Page excerpt:
↓

A concussion is caused by trauma to the brain that is usually the result of hitting the head on or with an object. Colorado skiers and football players who are at risk of suffering a concussion might wish to know that the Journal of Neurology recently published an article containing new findings about concussion trauma, healing and the risk of further brain damage.
This study comes at a time when there have been increasing media reports about young athletes dying from sport-related head injuries. According to the Journal of Neurology, a brain that has suffered from a concussion but is not showing symptoms may be at risk for even more serious damage if the brain suffers a second trauma. The National Football League and other professional sports associations have already modified their regulations regarding medical treatment for athletes with head injuries.
A study was conducted on 50 mild concussion patients and 50 healthy individuals, and the results concluded that two weeks after a trauma, concussion patients experienced cognitive issues, dizziness, headaches and depression at a higher rate than healthy individuals. Although concussion patients often reported feeling better four months after the trauma, brain scans revealed 10 percent more abnormalities in their brain's gray matter than in their healthy counterparts. These measures were obtained using 3D scans that are more accurate at detecting brain abnormalities, which researchers suggest may be caused by the shifting of fluids around brain cells.
One scientist claimed that patients' persistent symptoms after healing could be mistaken as psychological. Those who believe that they have experienced a lack of proper and thorough treatment after suffering from brain injuries might have the option of filing a personal injury claim in order to recover expenses that could have been avoided.

↑

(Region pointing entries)
↓

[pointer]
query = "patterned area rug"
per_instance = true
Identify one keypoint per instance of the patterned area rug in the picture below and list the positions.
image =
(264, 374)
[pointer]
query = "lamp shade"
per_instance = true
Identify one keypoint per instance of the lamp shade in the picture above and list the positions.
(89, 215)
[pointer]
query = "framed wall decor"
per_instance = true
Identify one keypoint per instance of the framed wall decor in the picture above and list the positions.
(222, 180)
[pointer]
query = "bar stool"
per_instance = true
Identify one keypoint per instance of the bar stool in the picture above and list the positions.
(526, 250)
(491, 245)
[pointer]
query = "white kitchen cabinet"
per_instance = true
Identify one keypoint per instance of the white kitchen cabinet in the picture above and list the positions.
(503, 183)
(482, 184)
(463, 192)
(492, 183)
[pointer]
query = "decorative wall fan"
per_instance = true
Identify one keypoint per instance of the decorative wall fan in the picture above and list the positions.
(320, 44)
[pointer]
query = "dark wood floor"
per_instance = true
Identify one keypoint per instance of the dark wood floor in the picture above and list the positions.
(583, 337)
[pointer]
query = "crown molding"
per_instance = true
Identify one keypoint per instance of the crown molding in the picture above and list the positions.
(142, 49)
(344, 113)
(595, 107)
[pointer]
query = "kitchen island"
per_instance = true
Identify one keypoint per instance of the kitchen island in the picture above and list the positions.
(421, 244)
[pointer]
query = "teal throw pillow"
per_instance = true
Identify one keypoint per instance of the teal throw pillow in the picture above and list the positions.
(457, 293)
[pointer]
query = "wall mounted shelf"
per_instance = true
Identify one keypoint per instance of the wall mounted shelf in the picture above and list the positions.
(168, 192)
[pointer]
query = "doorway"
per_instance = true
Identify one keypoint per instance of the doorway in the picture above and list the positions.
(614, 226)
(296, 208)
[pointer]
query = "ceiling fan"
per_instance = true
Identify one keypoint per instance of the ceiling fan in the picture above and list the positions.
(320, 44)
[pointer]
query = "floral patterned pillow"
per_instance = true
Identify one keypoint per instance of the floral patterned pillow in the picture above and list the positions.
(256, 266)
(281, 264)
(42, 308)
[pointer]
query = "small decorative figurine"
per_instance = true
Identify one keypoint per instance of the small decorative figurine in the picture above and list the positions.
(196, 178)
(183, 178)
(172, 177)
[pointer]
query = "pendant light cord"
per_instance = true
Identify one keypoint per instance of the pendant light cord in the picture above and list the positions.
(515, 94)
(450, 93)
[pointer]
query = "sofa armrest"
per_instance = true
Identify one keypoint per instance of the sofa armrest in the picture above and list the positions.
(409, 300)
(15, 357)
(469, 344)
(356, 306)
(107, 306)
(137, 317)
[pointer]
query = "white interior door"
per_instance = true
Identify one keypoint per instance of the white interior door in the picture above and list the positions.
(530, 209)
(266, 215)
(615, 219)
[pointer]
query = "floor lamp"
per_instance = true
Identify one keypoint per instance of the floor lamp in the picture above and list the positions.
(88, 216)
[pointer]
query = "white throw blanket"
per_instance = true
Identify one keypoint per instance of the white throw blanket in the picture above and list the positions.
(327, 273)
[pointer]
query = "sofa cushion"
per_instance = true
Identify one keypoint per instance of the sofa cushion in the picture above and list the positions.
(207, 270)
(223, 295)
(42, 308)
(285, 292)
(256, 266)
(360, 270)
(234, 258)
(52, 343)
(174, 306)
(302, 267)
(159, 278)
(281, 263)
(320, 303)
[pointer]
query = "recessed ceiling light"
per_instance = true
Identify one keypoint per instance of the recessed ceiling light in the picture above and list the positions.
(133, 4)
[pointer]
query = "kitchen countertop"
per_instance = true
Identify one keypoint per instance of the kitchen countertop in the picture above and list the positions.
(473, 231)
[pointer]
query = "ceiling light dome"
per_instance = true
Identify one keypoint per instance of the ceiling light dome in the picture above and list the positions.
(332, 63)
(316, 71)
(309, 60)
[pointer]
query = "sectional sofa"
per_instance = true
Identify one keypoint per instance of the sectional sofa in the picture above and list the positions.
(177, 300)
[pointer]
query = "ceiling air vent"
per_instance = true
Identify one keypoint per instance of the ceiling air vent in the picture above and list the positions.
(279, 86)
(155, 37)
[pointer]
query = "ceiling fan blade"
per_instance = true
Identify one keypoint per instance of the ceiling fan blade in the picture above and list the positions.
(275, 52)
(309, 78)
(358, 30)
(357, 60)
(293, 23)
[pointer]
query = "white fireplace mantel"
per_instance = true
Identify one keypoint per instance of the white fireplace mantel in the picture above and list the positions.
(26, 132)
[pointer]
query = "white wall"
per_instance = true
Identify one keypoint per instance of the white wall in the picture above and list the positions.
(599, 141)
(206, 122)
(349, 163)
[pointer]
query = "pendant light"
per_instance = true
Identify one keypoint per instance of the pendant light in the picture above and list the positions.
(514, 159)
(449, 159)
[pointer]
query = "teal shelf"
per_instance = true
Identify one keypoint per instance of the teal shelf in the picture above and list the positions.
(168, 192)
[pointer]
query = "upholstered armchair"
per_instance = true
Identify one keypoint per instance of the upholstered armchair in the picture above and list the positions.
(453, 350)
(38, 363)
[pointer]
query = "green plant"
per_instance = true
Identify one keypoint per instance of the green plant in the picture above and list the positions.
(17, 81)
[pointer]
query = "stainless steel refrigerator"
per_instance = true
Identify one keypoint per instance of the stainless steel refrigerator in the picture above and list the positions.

↑

What to work on:
**1)** Answer these questions from the concussion article:
(a) Which journal published the article with new findings about concussions?
(b) How many mild concussion patients took part in the study?
(c) How many more abnormalities in gray matter did brain scans reveal in concussion patients than in healthy individuals?
**2)** Extract the passage of the concussion article from "This study comes" to "with head injuries.".
None of these entries are needed.

Set of answers:
**1)**
(a) The Journal of Neurology
(b) 50
(c) 10 percent more

**2)**
This study comes at a time when there have been increasing media reports about young athletes dying from sport-related head injuries. According to the Journal of Neurology, a brain that has suffered from a concussion but is not showing symptoms may be at risk for even more serious damage if the brain suffers a second trauma. The National Football League and other professional sports associations have already modified their regulations regarding medical treatment for athletes with head injuries.